## EXERCISE OBJECTIVE
Starting at the top of the data and ending with the line that holds "Could you provide the mask of every instance of the round", transcribe each line exactly; include both ends.

Stored items from a collection
□ □ □ □ □
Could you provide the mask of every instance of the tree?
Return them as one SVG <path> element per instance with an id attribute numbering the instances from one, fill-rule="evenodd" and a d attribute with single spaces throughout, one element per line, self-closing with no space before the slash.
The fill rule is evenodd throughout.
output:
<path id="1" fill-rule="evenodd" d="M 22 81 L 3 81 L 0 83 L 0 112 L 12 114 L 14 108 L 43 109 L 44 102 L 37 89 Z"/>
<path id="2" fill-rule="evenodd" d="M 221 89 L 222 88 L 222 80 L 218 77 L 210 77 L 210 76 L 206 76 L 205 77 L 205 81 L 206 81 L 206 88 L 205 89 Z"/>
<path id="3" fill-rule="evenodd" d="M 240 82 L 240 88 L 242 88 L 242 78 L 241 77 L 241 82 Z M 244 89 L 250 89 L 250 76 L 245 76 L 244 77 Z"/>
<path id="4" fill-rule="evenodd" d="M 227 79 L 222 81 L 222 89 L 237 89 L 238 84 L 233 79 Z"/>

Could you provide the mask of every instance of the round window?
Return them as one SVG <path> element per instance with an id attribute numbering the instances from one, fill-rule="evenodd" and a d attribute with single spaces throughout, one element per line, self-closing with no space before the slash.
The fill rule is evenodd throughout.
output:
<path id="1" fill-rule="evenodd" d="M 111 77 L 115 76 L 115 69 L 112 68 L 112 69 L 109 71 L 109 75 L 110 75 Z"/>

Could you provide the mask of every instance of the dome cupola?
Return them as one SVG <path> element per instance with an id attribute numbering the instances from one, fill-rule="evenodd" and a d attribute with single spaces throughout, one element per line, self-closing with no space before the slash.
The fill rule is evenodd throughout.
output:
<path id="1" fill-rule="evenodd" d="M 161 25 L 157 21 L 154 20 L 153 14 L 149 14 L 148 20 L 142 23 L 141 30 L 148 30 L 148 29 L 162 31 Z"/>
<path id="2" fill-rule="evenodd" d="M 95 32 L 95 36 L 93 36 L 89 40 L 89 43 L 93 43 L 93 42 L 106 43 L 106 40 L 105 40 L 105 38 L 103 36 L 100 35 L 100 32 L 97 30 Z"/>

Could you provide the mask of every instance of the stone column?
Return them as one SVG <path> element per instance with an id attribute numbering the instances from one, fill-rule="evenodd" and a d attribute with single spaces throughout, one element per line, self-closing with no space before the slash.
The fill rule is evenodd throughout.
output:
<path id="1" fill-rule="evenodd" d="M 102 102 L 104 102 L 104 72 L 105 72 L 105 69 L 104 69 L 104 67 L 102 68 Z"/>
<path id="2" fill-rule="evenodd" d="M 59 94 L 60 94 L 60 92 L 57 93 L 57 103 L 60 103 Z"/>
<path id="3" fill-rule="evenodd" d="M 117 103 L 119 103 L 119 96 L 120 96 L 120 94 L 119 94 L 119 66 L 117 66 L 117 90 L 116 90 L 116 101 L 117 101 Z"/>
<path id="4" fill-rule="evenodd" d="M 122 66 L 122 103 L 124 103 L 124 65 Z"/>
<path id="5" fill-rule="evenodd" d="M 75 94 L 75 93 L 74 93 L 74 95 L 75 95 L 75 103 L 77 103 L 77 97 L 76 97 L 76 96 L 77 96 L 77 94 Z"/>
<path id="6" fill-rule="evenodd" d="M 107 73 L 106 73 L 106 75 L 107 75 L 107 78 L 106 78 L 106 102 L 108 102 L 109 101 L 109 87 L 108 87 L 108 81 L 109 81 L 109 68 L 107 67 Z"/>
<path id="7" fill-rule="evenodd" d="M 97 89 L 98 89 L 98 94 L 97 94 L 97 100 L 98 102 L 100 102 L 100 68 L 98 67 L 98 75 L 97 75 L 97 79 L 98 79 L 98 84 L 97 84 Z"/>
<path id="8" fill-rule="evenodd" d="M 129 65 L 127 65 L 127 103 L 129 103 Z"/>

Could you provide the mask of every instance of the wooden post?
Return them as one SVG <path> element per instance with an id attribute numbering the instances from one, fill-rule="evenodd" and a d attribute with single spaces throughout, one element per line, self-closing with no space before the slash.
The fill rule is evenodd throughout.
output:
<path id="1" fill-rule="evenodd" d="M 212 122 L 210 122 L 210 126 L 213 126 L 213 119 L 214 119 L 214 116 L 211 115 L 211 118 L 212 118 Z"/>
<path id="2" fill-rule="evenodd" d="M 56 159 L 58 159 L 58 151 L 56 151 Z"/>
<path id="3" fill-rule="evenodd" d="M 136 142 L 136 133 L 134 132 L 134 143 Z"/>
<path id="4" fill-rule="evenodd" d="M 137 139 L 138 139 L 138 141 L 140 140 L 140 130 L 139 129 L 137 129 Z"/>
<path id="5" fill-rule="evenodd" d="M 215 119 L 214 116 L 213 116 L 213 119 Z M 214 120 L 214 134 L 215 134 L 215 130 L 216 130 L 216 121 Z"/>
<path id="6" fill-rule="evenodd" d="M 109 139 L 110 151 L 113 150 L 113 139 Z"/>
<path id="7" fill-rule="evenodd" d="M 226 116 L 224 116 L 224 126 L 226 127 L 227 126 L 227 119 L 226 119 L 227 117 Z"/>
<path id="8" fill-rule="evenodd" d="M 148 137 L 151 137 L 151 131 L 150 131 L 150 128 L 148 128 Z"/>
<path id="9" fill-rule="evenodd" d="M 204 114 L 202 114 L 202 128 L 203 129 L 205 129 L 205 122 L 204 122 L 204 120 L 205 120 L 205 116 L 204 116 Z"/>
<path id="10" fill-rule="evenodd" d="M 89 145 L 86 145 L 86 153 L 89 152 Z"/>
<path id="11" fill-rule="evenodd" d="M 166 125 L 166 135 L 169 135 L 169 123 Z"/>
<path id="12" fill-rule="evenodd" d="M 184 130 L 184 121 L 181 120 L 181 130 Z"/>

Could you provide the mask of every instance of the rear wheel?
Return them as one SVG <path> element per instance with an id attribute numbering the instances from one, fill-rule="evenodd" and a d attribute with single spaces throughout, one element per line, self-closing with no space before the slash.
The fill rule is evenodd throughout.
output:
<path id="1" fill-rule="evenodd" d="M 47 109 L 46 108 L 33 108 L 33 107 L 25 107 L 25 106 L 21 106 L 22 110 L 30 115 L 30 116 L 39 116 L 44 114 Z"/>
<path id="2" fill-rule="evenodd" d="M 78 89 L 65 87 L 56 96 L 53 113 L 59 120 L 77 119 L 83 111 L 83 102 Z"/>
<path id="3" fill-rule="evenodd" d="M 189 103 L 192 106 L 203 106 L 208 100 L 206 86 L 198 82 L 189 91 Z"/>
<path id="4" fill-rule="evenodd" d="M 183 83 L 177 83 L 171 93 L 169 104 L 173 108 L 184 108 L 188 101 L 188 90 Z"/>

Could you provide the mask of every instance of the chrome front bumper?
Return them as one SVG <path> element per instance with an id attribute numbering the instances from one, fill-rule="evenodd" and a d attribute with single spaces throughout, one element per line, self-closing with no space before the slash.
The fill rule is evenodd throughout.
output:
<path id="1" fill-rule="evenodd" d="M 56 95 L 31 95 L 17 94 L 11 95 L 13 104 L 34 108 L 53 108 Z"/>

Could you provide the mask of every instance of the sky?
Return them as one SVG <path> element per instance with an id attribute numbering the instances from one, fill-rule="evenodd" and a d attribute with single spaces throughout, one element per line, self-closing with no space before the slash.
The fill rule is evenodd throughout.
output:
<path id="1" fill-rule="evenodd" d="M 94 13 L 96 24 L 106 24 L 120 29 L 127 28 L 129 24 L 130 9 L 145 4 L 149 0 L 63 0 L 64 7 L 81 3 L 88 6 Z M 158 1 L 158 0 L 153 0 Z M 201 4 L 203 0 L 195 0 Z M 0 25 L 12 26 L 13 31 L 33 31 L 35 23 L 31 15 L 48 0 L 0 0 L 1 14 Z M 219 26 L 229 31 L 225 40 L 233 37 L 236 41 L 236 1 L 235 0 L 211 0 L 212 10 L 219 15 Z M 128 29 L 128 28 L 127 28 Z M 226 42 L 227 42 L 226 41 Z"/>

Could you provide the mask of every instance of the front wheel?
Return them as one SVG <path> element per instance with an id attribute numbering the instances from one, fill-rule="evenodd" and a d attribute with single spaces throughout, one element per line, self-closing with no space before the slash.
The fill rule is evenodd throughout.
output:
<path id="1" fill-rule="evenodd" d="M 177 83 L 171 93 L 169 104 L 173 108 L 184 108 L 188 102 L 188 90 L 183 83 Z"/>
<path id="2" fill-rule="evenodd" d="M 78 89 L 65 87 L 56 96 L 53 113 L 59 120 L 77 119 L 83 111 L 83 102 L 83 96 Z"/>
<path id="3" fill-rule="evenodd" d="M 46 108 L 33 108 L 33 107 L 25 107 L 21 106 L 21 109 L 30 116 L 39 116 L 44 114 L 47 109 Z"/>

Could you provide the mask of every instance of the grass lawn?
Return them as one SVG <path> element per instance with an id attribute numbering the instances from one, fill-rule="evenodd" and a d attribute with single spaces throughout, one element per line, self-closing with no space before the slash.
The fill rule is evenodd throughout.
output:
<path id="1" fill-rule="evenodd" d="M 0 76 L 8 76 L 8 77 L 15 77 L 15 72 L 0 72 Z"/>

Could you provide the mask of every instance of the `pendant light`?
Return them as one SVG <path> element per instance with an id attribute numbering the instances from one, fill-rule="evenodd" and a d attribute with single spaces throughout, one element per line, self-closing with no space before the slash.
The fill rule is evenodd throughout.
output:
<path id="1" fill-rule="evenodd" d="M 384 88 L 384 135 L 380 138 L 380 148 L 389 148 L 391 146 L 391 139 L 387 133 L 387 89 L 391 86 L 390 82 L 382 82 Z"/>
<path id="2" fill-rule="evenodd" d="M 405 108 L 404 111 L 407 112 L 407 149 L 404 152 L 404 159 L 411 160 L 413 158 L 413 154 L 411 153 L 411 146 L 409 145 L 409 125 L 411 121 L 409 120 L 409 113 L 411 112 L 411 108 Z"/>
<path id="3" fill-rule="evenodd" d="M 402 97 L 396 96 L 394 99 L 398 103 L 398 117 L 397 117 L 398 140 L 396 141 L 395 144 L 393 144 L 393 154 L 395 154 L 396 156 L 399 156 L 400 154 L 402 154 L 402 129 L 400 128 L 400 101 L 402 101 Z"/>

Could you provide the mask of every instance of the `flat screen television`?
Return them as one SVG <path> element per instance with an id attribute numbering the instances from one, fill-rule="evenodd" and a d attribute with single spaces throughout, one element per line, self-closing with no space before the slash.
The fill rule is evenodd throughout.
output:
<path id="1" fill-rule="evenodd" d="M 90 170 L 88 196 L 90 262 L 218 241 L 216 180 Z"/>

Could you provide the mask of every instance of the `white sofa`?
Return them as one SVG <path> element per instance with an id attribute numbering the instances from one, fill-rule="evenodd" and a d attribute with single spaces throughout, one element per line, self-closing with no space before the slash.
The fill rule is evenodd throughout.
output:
□ □ □ □ □
## WRITTEN ANSWER
Could you provide the mask of every instance of the tree?
Return them as one SVG <path> element per instance with an id attribute numbering the instances from one, fill-rule="evenodd" and a d attribute with single spaces throughout, one element per line, self-closing with no space before the slash.
The fill rule is evenodd throughout.
output:
<path id="1" fill-rule="evenodd" d="M 22 81 L 3 81 L 0 83 L 0 112 L 12 114 L 14 108 L 43 109 L 44 102 L 37 89 Z"/>
<path id="2" fill-rule="evenodd" d="M 221 89 L 222 88 L 222 80 L 218 77 L 210 77 L 210 76 L 206 76 L 205 77 L 205 81 L 206 81 L 206 88 L 205 89 Z"/>
<path id="3" fill-rule="evenodd" d="M 240 82 L 240 88 L 242 88 L 242 78 L 241 77 L 241 82 Z M 244 89 L 250 89 L 250 76 L 245 76 L 244 77 Z"/>
<path id="4" fill-rule="evenodd" d="M 227 79 L 222 81 L 222 89 L 237 89 L 238 84 L 233 79 Z"/>

Could you provide the mask of every instance of the round window?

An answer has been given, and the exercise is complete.